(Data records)

☆ ☆ ☆ ☆

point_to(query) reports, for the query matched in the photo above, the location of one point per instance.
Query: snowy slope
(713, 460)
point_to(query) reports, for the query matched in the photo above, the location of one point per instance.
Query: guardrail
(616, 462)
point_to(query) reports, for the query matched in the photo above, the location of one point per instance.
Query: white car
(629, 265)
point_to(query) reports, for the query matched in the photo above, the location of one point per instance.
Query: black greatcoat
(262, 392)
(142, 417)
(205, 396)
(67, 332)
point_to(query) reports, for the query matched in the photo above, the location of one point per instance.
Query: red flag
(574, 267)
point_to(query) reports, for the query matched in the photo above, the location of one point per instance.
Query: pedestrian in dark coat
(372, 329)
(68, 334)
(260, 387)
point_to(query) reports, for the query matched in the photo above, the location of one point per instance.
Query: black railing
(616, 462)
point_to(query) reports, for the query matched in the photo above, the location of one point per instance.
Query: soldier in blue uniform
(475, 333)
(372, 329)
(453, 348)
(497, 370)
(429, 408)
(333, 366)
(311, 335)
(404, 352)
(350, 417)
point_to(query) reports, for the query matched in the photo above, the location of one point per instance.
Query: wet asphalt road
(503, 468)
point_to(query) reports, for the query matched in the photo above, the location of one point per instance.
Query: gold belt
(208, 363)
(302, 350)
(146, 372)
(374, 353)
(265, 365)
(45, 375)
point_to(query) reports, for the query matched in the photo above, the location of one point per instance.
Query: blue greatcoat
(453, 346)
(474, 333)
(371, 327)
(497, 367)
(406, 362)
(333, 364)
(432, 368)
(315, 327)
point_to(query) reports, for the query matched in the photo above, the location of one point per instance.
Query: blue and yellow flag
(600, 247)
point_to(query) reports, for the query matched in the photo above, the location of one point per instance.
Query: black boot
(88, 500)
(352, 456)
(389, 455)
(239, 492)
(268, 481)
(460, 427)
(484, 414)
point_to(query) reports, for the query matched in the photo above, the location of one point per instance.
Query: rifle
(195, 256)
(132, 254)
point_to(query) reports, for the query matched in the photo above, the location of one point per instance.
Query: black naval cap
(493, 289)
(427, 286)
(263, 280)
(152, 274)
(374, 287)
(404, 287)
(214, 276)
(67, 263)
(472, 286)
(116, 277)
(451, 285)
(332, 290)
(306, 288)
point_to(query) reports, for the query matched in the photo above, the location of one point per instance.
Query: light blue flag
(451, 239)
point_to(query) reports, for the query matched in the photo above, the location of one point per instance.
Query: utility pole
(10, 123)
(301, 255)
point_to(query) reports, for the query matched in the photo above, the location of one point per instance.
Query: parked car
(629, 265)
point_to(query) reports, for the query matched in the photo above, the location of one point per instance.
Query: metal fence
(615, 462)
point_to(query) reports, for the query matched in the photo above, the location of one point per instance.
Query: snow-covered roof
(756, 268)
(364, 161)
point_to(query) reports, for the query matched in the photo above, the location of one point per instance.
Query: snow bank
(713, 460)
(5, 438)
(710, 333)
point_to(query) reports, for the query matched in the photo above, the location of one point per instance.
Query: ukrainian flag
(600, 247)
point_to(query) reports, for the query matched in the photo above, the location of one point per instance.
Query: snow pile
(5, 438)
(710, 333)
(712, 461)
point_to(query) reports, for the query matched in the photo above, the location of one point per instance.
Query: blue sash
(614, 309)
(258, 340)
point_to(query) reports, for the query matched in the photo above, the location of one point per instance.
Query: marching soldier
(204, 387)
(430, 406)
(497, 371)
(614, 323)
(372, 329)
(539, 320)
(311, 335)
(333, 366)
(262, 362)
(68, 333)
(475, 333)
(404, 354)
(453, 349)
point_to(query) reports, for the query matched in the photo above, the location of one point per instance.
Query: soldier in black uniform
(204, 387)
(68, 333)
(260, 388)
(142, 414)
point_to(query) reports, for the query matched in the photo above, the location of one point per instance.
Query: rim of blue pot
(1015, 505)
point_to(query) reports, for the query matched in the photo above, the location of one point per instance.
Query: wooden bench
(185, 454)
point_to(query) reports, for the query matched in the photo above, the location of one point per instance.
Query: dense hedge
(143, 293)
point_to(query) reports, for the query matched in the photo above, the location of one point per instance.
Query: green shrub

☆ ☆ ☆ ☆

YOUR INSTRUCTIONS: Word for word, restate all of the data shown above.

EXPECTED OUTPUT:
point_to(query) reports, for the query matched in the photo above, the location of one point per instance.
Query: snowy slope
(713, 460)
point_to(query) reports, for the query matched in the photo above, the location of one point per instance.
Query: guardrail
(616, 462)
point_to(query) reports, for the query matched in the photo above, the location of one point per instance.
Query: white car
(629, 265)
point_to(query) reports, for the query matched in the photo above, the location of one point per instance.
Query: black greatcoat
(262, 392)
(142, 417)
(205, 396)
(67, 332)
point_to(query) reports, for the query matched in the photo above, the location of one point per instance.
Query: red flag
(574, 267)
point_to(query) reports, for the query matched in the photo above, the location of one point per instance.
Query: pedestrian in dark coat
(372, 329)
(68, 334)
(260, 387)
point_to(query) reports, for the query matched in the photo above, the location of one point per instance.
Query: black railing
(616, 462)
point_to(query) reports, for the query matched in the photo above, the location of one point per instance.
Query: soldier in blue uniform
(475, 333)
(372, 329)
(453, 348)
(497, 370)
(429, 408)
(333, 366)
(311, 335)
(404, 352)
(350, 417)
point_to(query) reports, for the query matched in the photo above, the location of one point per instance.
Query: wet asphalt road
(503, 468)
point_to(query) reports, for the query matched in the photo above, the location of one point per instance.
Query: gold belt
(208, 363)
(302, 350)
(146, 372)
(374, 353)
(265, 365)
(45, 375)
point_to(query) reports, for the query matched in the photo above, the location of one point per instance.
Query: blue greatcoat
(453, 346)
(474, 333)
(371, 327)
(497, 367)
(406, 362)
(333, 364)
(432, 368)
(315, 327)
point_to(query) reports, for the query matched in the photo above, the location of one point per instance.
Query: blue and yellow flag
(600, 247)
point_to(query) reports, for the query matched in the photo above, the location of one point per instance.
Query: black boot
(88, 500)
(352, 456)
(389, 455)
(239, 492)
(268, 481)
(460, 427)
(484, 414)
point_to(query) reports, for the query matched in the photo above, the location of one point per instance.
Query: rifle
(195, 256)
(132, 254)
point_to(query) reports, for the query matched in the photo above, the location of one point per instance.
Query: black naval cap
(493, 289)
(427, 286)
(263, 280)
(152, 274)
(374, 287)
(404, 287)
(214, 276)
(67, 263)
(472, 286)
(116, 277)
(451, 285)
(332, 290)
(306, 288)
point_to(query) reports, for the query matched in the photo above, the location of one point per instance.
Query: light blue flag
(451, 239)
point_to(query) reports, for the query matched in the photo above, the location of one point per instance.
Query: utility pole
(10, 123)
(301, 255)
point_to(query) reports, for the query matched in the photo above, the location of one point per instance.
Query: parked car
(629, 265)
point_to(query) reports, for the query matched in the photo above, the location of one point per instance.
Query: metal fence
(615, 462)
point_to(query) reports, for the query matched in the photo above, the location of one point per instance.
Query: snow-covered roof
(756, 268)
(364, 161)
point_to(query) reports, for the query matched in the photo above, the location of one point per instance.
Query: snow bank
(713, 460)
(5, 438)
(710, 333)
point_to(query) reports, for the query matched in the photo above, the location of one point per instance.
Query: ukrainian flag
(600, 247)
point_to(query) reports, for the query matched in the photo above, the location of one point per instance.
Query: snow pile
(5, 438)
(710, 333)
(712, 461)
point_to(query) reports, for the query matched in the photo above, the location of one point per instance.
Query: blue sash
(614, 309)
(258, 340)
point_to(query) reports, for the query matched in the photo above, the location of one point per instance.
Query: marching soldier
(204, 387)
(430, 406)
(497, 371)
(614, 323)
(372, 329)
(539, 320)
(311, 335)
(333, 366)
(262, 362)
(68, 333)
(475, 333)
(404, 354)
(453, 349)
point_to(query) reports, for the query matched in the photo above, the location of one point per instance.
Query: soldier in black uniform
(204, 387)
(68, 333)
(260, 388)
(142, 414)
point_to(query) reports, for the query matched in the photo above, the location of one point per instance.
Query: rim of blue pot
(1015, 505)
point_to(query) reports, for the query matched in the photo above, the location of one point per instance.
Query: wooden bench
(185, 454)
point_to(query) reports, for the query matched in the photo above, the location of one point per instance.
Query: dense hedge
(143, 293)
point_to(query) reports, for the query matched in the photo above, the location of one point per instance.
Query: green shrub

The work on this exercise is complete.